_WHAT IS NEEDED:_ Write out again only the lines running from the one that contains "Objective — one point per instance of the tweed" to the end of the records below, including both the first and the last.

_EXTRACTED ENTRIES:_
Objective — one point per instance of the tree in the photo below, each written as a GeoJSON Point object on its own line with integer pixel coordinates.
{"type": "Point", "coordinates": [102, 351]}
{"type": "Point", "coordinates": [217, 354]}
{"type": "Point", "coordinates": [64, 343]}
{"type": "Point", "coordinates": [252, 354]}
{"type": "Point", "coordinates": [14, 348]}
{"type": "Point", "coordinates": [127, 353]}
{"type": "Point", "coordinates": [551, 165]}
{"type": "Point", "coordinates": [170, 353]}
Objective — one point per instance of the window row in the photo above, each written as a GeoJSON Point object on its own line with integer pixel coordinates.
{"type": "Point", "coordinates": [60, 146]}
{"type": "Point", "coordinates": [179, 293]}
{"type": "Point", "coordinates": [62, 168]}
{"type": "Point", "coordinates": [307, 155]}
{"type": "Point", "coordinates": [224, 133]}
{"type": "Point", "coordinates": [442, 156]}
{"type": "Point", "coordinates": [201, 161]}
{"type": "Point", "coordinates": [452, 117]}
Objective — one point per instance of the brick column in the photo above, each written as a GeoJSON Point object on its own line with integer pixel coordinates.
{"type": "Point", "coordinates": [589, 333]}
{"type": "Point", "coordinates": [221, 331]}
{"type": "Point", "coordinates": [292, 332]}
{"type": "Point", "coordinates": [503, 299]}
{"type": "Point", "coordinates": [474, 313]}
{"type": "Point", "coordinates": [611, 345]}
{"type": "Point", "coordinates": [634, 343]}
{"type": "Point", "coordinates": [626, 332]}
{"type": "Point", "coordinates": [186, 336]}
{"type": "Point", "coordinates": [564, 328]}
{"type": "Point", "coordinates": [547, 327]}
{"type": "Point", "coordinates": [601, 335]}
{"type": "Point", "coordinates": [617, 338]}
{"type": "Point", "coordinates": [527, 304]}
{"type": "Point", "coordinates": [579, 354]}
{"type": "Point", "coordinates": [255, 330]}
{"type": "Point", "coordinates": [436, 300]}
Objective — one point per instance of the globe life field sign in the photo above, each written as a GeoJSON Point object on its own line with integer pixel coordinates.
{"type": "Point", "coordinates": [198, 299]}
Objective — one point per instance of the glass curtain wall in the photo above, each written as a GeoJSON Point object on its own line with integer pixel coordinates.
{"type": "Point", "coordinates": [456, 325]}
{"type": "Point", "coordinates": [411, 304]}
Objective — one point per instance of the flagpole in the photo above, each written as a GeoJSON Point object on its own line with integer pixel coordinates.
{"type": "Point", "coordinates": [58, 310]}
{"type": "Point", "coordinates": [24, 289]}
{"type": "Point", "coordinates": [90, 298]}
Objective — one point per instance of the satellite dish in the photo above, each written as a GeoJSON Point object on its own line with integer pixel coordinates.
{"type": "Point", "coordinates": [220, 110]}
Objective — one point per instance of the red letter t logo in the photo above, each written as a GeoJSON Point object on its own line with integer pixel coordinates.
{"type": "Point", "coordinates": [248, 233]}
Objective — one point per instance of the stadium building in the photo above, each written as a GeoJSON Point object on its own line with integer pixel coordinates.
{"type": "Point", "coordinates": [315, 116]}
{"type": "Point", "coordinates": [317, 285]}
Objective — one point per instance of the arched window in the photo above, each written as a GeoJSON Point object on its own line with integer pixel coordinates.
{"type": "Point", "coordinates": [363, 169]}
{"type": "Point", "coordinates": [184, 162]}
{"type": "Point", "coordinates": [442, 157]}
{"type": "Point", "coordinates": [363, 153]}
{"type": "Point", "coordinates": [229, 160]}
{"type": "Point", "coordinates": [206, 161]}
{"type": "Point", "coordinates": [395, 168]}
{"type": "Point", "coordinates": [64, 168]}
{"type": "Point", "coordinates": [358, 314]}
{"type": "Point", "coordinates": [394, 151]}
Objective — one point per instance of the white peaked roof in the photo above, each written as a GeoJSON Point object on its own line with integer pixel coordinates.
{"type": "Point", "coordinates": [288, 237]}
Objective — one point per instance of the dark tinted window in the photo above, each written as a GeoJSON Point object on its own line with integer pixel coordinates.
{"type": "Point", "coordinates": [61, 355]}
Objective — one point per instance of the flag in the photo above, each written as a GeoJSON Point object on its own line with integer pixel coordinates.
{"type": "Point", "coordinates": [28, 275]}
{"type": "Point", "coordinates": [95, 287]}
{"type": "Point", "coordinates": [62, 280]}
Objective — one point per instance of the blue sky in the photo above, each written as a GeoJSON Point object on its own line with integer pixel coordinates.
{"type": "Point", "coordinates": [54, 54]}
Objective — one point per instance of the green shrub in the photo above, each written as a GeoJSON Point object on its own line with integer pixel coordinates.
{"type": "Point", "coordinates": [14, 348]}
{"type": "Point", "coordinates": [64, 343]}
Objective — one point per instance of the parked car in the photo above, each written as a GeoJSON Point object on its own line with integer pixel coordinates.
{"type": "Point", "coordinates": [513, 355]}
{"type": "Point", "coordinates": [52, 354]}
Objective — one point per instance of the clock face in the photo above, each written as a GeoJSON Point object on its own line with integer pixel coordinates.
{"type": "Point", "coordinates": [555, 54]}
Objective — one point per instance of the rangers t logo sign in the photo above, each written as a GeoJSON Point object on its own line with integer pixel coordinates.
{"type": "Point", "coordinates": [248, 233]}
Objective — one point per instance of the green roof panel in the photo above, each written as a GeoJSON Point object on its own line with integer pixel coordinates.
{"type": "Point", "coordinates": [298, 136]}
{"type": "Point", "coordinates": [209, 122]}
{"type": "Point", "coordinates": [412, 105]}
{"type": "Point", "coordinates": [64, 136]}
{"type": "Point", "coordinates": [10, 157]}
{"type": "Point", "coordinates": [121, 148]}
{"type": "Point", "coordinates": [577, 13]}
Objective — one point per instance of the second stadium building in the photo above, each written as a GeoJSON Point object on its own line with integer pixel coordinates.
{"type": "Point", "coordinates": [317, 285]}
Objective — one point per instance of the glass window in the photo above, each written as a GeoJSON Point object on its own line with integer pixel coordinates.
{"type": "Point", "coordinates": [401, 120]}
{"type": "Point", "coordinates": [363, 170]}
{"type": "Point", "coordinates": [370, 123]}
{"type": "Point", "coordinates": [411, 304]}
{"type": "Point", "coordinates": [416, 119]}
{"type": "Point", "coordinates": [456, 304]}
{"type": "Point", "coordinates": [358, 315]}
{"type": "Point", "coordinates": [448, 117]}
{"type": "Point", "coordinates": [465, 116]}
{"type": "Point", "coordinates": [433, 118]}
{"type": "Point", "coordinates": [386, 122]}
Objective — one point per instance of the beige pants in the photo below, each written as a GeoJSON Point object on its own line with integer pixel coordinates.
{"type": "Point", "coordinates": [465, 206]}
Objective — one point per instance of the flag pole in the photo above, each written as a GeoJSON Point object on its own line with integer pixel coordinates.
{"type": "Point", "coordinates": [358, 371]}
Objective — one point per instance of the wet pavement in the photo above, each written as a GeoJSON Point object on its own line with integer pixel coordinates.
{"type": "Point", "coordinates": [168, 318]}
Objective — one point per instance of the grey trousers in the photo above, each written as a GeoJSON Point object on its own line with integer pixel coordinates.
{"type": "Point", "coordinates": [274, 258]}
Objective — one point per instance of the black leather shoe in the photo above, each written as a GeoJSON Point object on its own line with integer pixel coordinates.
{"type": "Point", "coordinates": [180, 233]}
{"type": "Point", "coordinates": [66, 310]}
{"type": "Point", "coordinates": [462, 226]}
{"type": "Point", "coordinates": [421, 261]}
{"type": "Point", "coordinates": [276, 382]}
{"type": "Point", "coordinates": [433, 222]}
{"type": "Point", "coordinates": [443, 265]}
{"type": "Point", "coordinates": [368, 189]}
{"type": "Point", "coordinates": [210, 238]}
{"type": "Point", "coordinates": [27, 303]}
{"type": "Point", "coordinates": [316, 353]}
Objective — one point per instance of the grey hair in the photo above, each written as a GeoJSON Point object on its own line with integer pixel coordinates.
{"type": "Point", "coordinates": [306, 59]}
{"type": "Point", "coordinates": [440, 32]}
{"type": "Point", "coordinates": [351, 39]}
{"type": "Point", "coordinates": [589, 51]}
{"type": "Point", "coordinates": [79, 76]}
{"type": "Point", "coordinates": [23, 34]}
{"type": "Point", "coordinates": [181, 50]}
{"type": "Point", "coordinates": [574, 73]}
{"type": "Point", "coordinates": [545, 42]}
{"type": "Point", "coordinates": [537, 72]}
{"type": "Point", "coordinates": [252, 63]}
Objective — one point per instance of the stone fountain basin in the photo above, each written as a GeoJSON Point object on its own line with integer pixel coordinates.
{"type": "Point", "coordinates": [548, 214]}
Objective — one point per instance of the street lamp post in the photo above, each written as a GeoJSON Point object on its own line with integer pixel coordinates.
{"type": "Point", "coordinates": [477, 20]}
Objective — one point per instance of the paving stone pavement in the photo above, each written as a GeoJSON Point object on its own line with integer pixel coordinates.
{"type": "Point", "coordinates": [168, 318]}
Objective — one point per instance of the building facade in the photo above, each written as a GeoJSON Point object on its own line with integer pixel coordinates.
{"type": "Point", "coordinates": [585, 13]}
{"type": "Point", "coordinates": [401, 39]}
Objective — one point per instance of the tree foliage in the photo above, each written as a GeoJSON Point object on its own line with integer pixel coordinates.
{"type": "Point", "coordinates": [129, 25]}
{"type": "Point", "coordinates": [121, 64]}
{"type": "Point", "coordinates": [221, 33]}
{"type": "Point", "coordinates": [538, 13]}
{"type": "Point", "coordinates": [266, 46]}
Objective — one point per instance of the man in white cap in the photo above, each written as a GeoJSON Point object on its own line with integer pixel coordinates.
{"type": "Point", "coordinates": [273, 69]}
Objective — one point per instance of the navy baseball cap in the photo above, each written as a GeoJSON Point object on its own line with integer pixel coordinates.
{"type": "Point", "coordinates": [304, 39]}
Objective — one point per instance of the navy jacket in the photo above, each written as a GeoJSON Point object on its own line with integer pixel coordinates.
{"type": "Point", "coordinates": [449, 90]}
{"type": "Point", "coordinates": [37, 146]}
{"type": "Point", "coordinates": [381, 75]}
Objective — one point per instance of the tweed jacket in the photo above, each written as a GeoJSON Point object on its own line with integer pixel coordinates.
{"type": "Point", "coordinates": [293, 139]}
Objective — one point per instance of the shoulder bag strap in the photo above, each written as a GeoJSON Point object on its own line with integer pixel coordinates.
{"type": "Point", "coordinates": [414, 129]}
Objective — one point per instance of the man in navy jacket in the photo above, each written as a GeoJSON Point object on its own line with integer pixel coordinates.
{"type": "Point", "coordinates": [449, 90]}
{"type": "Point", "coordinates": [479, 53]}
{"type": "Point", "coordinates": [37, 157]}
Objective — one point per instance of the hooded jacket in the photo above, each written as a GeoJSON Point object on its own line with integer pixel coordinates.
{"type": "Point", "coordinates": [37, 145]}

_CORRECT ANSWER:_
Objective — one point per instance of the tweed jacket in the photo above, each written as a GeoJSON Point object on its own line with integer pixel coordinates.
{"type": "Point", "coordinates": [293, 139]}
Objective — one point per instance of the shoulder bag strap in the photo above, each written as a GeoJSON Point object on its own line with integer pixel coordinates.
{"type": "Point", "coordinates": [414, 129]}
Objective — one point per instance of the man in navy jacket in the photo above, each written as a GeoJSON Point object on its own line with integer pixel coordinates.
{"type": "Point", "coordinates": [449, 90]}
{"type": "Point", "coordinates": [479, 53]}
{"type": "Point", "coordinates": [37, 157]}
Objective — one point per instance of the hooded jacket in the photo above, each written as a GeoJSON Point object on its own line with integer pixel coordinates.
{"type": "Point", "coordinates": [37, 145]}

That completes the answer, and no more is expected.